Exercise requirements:
Answer these questions from the book review below, one per line:
(a) Which short story in the collection "Self-Help" does the review quote?
(b) According to what Moore explained at the reading, about how old is Tassie when she narrates the story?
(c) What qualities of Tassie does the reviewer find refreshing?

I’d grown accustomed to the Moore-like protagonists: urbane, world-weary yet unsinkable in a non-corny way, with their witty observations and revelatory wordplay. (From “How to Be an Other Woman,” a short story in the outstanding collection “Self-Help”: “Shave your legs in the bathroom sink. Philosophize: you are a mistress, part of a great hysterical you mean historical tradition.”) A 20-year-old farm girl, wide-eyed in the big city, babysitting for a couple of middle-aged liberal yuppies? I dreaded a novel narrated by an “Aw, shucks” kind of ingenue who starts off innocent and ends up predictably cynical, world-weary, wry, with a wicked sense of humor and a romantic disappointment or two… and attending a Lorrie Moore reading.

To my surprise, Tassie turns out to be a riveting guide into and through the story, with a depth and scope beyond her years. (Moore explained at last night’s reading that the story is actually narrated by a 28-year-old or so Tassie, looking back a bit). What’s striking to me is that Tassie is so unexpectedly urbane for a 20-year-old farm girl. The upside of this is that the book, in typical Moore style, is engrossing and sprinkled with insights both profound and truly humorous. The downside, for me at least, is that I never fully bought into the Tassie character, could never quite reconcile her urbanity and nonstop, piercing observations–with the fact that she is supposed to be a 20-year-old farm girl (with all due respect to 20-year-old farm girls). While it’s true that Tassie, unlike many of Moore’s female protagonists, has a purity and lack of duplicitousness that’s refreshing–I couldn’t shake the feeling that Moore was peppering the book with many of her own brilliant insights and musings, using Tassie as a sort of arbitrary conduit.

Data records:
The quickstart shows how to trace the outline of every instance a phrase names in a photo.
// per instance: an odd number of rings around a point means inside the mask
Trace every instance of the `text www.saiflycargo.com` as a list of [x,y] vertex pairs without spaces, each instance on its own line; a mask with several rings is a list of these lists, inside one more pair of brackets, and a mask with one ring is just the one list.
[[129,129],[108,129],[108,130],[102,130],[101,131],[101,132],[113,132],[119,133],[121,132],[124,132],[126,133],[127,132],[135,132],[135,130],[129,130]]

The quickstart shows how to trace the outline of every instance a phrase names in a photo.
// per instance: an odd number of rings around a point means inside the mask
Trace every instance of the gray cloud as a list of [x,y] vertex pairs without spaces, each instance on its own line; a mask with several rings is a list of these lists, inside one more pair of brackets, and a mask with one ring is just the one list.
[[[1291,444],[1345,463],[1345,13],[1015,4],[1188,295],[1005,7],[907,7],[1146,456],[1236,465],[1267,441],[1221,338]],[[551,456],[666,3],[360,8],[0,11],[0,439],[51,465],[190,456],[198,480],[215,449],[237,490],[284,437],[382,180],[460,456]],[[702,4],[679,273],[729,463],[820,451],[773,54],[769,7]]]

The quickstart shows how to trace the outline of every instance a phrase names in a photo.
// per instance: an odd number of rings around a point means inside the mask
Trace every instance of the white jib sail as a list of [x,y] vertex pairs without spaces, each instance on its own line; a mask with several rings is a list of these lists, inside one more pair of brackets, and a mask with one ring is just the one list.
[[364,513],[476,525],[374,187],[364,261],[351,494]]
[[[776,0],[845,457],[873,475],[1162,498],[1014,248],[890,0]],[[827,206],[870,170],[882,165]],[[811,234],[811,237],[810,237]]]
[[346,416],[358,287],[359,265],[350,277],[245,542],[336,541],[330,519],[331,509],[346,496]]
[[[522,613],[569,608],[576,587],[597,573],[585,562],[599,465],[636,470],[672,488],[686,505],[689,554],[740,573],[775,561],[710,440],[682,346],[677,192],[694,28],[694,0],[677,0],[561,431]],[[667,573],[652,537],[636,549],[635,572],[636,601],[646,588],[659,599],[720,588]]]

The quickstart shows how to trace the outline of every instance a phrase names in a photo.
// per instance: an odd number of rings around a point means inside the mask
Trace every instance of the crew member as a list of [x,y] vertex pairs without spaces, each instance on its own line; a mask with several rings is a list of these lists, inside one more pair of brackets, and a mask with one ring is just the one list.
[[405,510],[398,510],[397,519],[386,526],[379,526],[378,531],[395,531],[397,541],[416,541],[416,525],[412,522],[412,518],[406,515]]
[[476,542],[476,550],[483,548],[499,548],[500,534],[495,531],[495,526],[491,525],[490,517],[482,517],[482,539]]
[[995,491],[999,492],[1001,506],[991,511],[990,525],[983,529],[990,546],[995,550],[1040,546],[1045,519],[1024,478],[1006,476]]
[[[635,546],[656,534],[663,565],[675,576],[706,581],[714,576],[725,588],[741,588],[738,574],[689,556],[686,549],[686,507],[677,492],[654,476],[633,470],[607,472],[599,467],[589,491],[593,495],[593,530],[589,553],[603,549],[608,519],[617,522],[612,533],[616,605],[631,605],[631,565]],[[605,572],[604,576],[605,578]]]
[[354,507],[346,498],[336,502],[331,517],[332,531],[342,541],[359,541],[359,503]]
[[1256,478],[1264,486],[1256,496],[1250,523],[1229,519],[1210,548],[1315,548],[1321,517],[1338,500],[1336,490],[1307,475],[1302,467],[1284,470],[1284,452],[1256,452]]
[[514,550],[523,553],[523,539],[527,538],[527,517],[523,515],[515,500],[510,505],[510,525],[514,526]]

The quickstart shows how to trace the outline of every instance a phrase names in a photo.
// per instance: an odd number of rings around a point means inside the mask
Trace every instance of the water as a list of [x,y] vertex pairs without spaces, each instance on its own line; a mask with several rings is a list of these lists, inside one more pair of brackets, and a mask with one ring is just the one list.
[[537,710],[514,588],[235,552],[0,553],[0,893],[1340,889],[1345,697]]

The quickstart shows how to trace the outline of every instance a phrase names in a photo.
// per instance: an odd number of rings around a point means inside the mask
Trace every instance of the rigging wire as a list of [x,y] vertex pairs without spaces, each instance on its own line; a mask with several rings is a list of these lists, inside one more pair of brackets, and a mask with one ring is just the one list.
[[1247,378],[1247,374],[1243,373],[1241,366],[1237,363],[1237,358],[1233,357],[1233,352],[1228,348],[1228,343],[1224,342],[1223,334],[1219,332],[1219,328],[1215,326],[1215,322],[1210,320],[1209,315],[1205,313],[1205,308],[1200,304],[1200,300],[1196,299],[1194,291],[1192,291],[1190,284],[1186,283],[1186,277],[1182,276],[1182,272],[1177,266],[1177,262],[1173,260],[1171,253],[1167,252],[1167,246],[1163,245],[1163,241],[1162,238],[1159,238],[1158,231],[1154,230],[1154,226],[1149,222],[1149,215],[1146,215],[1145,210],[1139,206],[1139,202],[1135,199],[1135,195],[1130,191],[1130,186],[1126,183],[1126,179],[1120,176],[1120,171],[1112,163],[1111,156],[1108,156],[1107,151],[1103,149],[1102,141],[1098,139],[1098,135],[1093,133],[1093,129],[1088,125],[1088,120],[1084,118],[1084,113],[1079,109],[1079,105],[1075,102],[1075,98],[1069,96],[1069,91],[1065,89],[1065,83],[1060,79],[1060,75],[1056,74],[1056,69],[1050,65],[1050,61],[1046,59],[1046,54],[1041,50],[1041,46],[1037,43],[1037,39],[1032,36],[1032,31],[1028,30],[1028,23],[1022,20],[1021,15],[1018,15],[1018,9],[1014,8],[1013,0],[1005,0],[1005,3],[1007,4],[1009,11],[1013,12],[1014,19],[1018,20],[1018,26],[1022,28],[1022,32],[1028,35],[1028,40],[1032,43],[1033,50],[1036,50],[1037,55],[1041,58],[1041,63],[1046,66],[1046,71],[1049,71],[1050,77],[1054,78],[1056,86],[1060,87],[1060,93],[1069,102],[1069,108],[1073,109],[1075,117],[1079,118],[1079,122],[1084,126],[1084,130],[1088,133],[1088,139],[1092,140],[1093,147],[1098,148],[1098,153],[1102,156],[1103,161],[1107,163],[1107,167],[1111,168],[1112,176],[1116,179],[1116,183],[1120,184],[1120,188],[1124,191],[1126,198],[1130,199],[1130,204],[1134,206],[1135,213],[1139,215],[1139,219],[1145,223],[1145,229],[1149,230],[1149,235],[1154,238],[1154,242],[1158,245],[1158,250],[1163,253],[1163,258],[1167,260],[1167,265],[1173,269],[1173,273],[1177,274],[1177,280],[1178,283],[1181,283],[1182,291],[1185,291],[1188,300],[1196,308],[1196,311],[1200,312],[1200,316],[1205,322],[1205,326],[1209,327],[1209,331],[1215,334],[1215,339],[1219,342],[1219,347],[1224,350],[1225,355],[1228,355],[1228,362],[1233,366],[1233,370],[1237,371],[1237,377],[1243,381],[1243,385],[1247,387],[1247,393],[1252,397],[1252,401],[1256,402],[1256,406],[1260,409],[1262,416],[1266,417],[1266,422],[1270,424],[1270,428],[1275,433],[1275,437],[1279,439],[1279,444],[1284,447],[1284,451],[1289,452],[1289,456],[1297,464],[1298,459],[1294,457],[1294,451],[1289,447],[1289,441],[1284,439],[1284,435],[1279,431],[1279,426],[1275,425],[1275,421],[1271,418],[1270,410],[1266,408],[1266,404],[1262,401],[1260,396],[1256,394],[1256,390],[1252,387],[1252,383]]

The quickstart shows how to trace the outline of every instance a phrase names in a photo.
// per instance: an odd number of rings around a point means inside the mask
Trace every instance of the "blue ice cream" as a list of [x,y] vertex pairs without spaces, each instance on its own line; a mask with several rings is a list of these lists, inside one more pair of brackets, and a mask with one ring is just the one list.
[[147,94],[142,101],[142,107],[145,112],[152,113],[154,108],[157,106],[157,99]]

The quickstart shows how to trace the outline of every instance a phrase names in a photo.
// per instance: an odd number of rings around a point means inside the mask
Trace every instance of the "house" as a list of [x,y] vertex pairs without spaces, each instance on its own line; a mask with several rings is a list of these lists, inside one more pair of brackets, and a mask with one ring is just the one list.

Solution:
(a) "How to Be an Other Woman"
(b) About 28
(c) Her purity and lack of duplicitousness